- Task item -
Rewrite the forum post from "http://www.onwar.com/aced/nation/index.htm (Index)" up to and including "(The Winter war)", changing "The Winter war" to "The Russo-Finnish War".

Originally posted by
[email protected] 6 2003, 09:24 PM
Loknar if the situation was reversed and it was the USSR no I would not support the USSR, they would be wrong too. as for grenada and finland, im not shore what happened their (a bit of history im not up on) but I cannot speak for everyone just myself, and I base each act on its merits, if I think the US is in the right, I WILL say so.
Im not racist against the US, im just generally against its policies/actions.
P.S. if you have any links(as non biased in either direction) on Grenada and Finland id apreciate it.
Sure
I have found www.onwar.com to be unbiased source of information.
http://www.onwar.com/aced/nation/index.htm (Index)
http://www.onwar.com/aced/nation/fax/finla...ssofinn1939.htm (http://www.onwar.com/aced/nation/fax/finland/frussofinn1939.htm) (The Winter war)
State Entry Exit Combat Forces Population Losses
Finnland 1939 1940 80000 4000000 40000
Russia 1939 1940 4000000 172000000 50000
Russo-Finnish War... also called WINTER WAR (Nov. 30, 1939-March 12, 1940), war waged by the Soviet Union against Finland at the beginning of World War II, following the conclusion of the German-Soviet Nonaggression Pact (Aug. 23, 1939). After Finland had refused to grant the Soviets a naval base and other concessions in the fall of 1939, Soviet troops totaling about one million men attacked Finland on several fronts. The heavily outnumbered Finns put up a skillful and effective defense that winter, and the Red Army made little progress. In February 1940, however, the Soviets used massive artillery bombardments to breach the Mannerheim Line (the Finns' southern defensive barrier stretching across the Karelian Isthmus), after which they streamed northward across the isthmus to the Finnish city of Viipuri (Vyborg). Unable to secure help from Britain and France, the exhausted Finns made peace on Soviet terms on March 12, 1940, agreeing to the cession of western Karelia and to the construction of a Soviet naval base on the Hanko Peninsula.
http://www.onwar.com/aced/nation/gap/grena...grenada1983.htm (http://www.onwar.com/aced/nation/gap/grenada/fgrenada1983.htm) (Grenada)
At dawn, on October 25, 1983, US Marines, Army Rangers, Navy SEal commandos and elements of the 82nd Airborne Division invaded Grenada, a member of the British Commonwealth. The announced mission of the American suprise attack, in which troops from a number of Caribbean nations took part, was to ensure the safety of some 1,000 Americans, whose presence on Grenada (most were medical students) was considered endangered by the new marxist military government that had seized power from and murdered Prime Minister Maurice Bishop (1944-83) six days earlier. The Organization of Eastern Caribbean States and Grenada's Governor-General Sir Paul Scoon (1935-) had requested US help to combat the growing influence of Cuba and other communist countries on the island. The small Grenadian army, assisted by Cuban soldiers and workers who were constructing a large airport at Point Salines, put up fierce resistance for several days, but were eventually overwhelmed by the invasion force, which had grown from about 1,200 to over 7,000. Numerous rebles fled to the interior jungles and kept fighting; within a month the leaders of the military government were arrested, and Cubans, Russians, North Koreans, Libyans, East Germans, Bulgarians and suspected Grenadian communists had been rounded up and put in a detention camp. By mid-December 1983, all US combat forces had left Grenada, and Scoon had appointed a nine-member advisory council to govern until elections could be held.

- Information provided -
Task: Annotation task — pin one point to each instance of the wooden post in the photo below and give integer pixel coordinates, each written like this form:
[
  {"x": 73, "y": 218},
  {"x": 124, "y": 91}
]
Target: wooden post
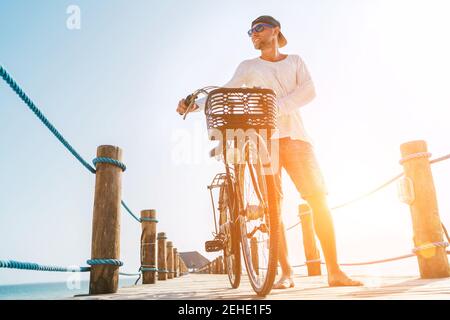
[
  {"x": 106, "y": 222},
  {"x": 148, "y": 246},
  {"x": 162, "y": 256},
  {"x": 312, "y": 253},
  {"x": 183, "y": 268},
  {"x": 432, "y": 259},
  {"x": 175, "y": 262},
  {"x": 170, "y": 259},
  {"x": 254, "y": 252},
  {"x": 221, "y": 265}
]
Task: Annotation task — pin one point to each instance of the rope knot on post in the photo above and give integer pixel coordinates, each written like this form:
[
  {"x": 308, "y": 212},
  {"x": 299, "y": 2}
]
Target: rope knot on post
[
  {"x": 114, "y": 162},
  {"x": 427, "y": 246},
  {"x": 112, "y": 262},
  {"x": 415, "y": 156}
]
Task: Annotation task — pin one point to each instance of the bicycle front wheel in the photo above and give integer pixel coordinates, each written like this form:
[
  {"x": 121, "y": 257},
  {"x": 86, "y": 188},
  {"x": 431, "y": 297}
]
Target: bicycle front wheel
[
  {"x": 258, "y": 224},
  {"x": 228, "y": 227}
]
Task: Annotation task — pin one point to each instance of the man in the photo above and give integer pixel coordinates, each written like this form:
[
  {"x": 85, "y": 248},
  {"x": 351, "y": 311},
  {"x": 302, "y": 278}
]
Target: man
[{"x": 288, "y": 76}]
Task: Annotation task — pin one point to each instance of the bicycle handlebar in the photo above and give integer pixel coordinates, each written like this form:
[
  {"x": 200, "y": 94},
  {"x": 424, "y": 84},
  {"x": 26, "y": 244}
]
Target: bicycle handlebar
[{"x": 190, "y": 99}]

- Written answer -
http://www.onwar.com/aced/nation/index.htm (Index)
http://www.onwar.com/aced/nation/fax/finla...ssofinn1939.htm (http://www.onwar.com/aced/nation/fax/finland/frussofinn1939.htm) (The Russo-Finnish War)